---- EXCERPTED TEXT

At the Millennium Summit held from 6 – 8 September, 2000 where the United Nations General Assembly adopted the UN Millennium Declaration, the Heads of States and Governments pledged to meet the Millennium Development Goals (MDGs), which include the reduction of poverty and improving the lives of people through halving poverty and hunger, achieving universal primary education and creating a global partnership for development as well as targets for aid, trade and debt relief by 2015. Nigeria was one of the countries that promised to meet the MDG. But in spite of her enormous wealth, Nigeria has failed to meet any of the MDGs. While the government complained of lack of funds to meet the goals, top public officers have engaged in the mega looting of the treasury. In the course of diverting huge public funds by the influential criminals, the rate of infant and maternal mortality increased, while millions of children could not go to school. Millions of citizens also died in ill-equipped hospitals and on ill-maintained roads. Therefore, the labour movement should lead a campaign for the recovery of the looted wealth and the prosecution of all the indicted looters.

--------

DIRECTIONS FOR THIS TASK: Write the next part of the passage on Nigeria and the Millennium Development Goals, picking up after its final sentence. The lines that come next play no part in the work here.

---- GIVEN INFORMATION

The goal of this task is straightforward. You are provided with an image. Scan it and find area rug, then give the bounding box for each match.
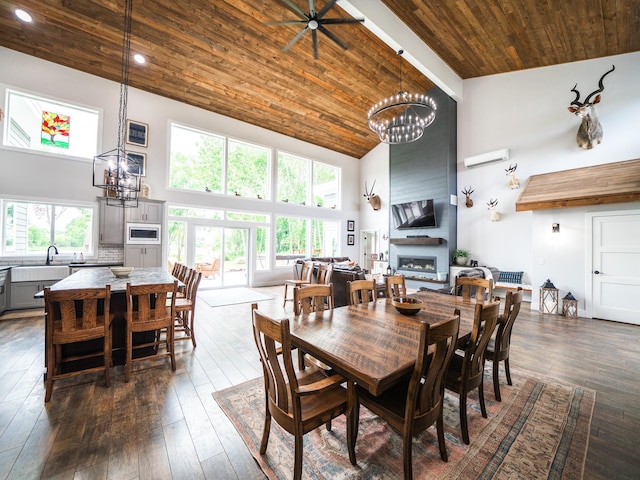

--------

EXPECTED OUTPUT:
However, to reclaim the welfare state from its obstinate opponents in government, the Nigerian people have to be mobilised to ensure compliance with the various welfare laws and intensify the campaign for the full justiciability of the provisions of the socio-economic rights set out in Chapter 2 of the Constitution. Without mincing words, the socio-economic rights of our people cannot be actualised under a neo-colonial capitalist ideology. Apart from socialist states, no country in the world, not even the United States, has abolished poverty and guaranteed unrestrained access to education, health and employment for citizens. Hence, in the ongoing presidential race in the United States, no candidate has challenged Senator Bennie Sanders who has pointed out that the contradictions inherent in capitalism has produced millions of poverty stricken American citizens. Since the United States and other capitalist states are compelled to review the impoverishment of societies by capitalism, the ruling class in Nigeria should not be allowed to be more catholic than the Pope. In other words, the political parties set up by the bourgeoisie to access power should no longer be permitted to deceive our people to embrace poverty dictated by dangerous neo-liberal policies. Instead of dissipating energies to retrieve the discredited Labour Party from the PDP, the labour movement in Nigeria should establish a political party to struggle for the socialist construction of Nigeria.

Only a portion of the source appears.